_Source text_.
═══

In article 84bbe013-3376-4fcd-bcbc-d6f6d36c2c30
@j18g2000yqd.googlegroups.com, says...

How much percentage of your personal income is public funded?


Not a whole heck of a lot. I work for a private company (Siemens PLM
Solutions). If you dig deeper, the CAE software I help develop is
mostly sold to companies, not the US government.

You can always scale back any of Mook's fly-by-rocket notions, such as
a 1/8th or 1/10th scale should be rather easy.


But Mook's not proposing that. He's claiming he can go from nothing to
a full scale vehicle based on small bits and pieces of technology which
have never flown at that scale.

Remember that 99.9% of it would be supercomputer R&D plus extensively
flight simulated before the first of any scale version is actually
created. You've heard about such computers and their extensive
engineering and complex analytical software, haven't you?

═══

Collection entries
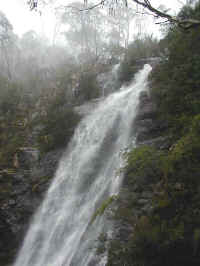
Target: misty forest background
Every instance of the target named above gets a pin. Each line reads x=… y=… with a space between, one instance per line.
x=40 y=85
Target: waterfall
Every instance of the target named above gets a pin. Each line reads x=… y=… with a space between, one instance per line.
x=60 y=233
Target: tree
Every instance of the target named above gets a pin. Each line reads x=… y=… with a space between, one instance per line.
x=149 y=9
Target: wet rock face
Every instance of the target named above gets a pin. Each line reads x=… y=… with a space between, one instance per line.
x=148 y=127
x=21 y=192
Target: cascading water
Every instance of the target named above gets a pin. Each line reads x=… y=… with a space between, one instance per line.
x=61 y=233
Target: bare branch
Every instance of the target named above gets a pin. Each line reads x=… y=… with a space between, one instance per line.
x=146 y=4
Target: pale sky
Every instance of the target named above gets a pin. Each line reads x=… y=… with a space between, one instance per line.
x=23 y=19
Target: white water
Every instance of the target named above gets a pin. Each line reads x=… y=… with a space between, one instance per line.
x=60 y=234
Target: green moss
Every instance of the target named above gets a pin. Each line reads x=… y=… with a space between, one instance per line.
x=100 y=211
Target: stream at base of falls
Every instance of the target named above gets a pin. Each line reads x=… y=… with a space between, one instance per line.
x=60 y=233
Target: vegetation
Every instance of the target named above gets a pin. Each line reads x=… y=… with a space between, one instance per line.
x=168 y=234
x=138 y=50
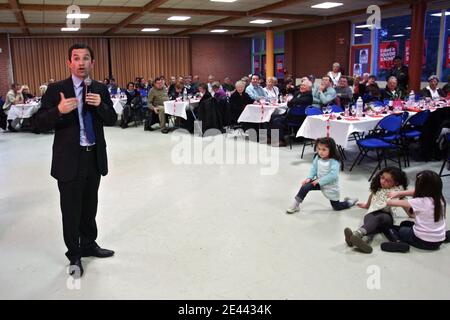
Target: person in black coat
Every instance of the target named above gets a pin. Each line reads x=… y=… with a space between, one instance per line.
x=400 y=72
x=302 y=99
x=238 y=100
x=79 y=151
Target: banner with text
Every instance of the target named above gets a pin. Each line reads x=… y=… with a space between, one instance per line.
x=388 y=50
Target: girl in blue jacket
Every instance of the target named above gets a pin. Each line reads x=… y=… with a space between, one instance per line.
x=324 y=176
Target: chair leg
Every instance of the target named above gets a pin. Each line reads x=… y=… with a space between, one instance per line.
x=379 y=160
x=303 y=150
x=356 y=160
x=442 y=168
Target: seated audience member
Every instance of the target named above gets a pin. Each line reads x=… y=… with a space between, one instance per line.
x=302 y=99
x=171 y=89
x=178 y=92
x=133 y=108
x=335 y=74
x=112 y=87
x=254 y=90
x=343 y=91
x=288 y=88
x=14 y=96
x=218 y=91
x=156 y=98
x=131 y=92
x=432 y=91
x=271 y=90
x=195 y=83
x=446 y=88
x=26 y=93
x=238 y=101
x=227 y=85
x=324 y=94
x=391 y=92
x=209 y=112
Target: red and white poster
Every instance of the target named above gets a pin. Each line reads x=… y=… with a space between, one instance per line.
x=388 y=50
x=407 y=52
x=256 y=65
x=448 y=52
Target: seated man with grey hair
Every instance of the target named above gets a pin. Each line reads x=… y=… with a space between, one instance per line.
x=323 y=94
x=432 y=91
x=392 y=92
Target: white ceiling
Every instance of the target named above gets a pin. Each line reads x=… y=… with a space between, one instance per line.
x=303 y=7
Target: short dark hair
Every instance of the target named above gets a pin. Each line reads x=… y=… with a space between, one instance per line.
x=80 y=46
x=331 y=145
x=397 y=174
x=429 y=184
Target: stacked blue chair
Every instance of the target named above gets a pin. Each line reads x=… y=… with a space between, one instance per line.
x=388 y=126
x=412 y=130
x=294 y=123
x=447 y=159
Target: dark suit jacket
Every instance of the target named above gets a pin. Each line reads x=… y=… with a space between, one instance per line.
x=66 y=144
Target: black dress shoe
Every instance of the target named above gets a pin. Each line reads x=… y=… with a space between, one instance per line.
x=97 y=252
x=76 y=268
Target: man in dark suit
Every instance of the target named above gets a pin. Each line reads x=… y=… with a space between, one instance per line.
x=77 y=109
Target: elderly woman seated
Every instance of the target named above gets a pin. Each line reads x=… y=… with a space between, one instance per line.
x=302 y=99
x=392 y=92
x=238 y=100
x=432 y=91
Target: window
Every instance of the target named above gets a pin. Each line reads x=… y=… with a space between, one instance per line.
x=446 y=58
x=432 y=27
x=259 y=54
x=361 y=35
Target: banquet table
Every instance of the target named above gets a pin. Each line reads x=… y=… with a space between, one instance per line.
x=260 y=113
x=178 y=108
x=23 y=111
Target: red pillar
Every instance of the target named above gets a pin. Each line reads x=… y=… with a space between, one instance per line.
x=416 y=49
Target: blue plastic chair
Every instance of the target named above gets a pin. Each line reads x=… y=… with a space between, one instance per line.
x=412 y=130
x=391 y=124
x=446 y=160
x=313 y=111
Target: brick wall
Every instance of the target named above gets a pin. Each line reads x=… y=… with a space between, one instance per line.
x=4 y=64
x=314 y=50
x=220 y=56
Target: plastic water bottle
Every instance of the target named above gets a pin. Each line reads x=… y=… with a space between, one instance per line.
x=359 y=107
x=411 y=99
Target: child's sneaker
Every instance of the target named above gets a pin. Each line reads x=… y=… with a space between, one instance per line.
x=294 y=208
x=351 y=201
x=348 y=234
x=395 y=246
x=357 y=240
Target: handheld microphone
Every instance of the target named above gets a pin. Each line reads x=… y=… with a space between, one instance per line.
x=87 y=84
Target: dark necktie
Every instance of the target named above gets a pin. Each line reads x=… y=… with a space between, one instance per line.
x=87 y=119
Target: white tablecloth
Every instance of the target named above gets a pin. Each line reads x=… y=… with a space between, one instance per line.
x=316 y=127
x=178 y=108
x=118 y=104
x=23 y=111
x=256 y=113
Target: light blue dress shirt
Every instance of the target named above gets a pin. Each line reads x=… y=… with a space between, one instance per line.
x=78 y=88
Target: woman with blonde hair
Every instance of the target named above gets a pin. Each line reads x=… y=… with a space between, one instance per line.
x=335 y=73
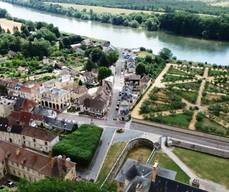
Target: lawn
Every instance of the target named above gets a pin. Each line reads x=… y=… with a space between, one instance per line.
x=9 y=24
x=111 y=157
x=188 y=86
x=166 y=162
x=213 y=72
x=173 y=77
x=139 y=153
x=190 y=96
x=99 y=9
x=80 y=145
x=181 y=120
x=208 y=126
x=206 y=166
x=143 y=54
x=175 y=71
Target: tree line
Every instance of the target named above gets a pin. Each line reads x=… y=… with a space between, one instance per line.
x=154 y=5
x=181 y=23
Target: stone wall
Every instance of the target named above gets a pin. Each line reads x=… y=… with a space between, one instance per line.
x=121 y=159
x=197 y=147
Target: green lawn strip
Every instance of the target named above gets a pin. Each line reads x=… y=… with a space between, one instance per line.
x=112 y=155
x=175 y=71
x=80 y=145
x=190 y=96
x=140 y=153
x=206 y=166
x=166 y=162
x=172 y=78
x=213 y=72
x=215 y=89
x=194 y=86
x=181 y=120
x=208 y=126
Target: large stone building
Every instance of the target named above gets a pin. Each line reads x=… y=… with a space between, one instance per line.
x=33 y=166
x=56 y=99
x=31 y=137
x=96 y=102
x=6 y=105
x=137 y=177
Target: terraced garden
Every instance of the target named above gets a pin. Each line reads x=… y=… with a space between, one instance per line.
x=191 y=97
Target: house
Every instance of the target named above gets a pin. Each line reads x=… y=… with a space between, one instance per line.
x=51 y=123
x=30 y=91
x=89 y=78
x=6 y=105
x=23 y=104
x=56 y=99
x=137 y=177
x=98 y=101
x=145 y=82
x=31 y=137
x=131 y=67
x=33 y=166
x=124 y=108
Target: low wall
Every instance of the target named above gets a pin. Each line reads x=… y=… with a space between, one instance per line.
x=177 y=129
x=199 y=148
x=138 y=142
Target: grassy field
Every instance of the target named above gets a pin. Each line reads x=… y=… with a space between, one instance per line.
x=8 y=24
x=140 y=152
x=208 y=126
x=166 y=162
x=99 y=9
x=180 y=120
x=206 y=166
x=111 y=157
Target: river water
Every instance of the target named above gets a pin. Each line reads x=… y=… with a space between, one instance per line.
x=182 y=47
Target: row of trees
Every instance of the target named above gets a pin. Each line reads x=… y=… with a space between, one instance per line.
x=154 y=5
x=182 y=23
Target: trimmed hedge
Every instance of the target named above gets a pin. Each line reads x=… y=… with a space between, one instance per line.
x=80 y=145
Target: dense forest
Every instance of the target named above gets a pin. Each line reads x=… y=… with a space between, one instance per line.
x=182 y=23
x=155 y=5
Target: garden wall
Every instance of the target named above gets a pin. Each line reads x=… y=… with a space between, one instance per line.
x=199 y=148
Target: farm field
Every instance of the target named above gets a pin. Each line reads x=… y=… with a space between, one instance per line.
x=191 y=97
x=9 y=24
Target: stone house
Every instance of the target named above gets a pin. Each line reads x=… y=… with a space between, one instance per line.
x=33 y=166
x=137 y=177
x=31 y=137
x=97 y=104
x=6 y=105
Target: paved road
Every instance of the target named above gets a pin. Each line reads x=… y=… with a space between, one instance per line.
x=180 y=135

═══

_Do this_.
Print the newsgroup discussion about Mook's rocket proposal in full, without changing a word.

_Answer below_.
In article 84bbe013-3376-4fcd-bcbc-d6f6d36c2c30
@j18g2000yqd.googlegroups.com, says...

How much percentage of your personal income is public funded?


Not a whole heck of a lot. I work for a private company (Siemens PLM
Solutions). If you dig deeper, the CAE software I help develop is
mostly sold to companies, not the US government.

You can always scale back any of Mook's fly-by-rocket notions, such as
a 1/8th or 1/10th scale should be rather easy.


But Mook's not proposing that. He's claiming he can go from nothing to
a full scale vehicle based on small bits and pieces of technology which
have never flown at that scale.

Remember that 99.9% of it would be supercomputer R&D plus extensively
flight simulated before the first of any scale version is actually
created. You've heard about such computers and their extensive
engineering and complex analytical software, haven't you?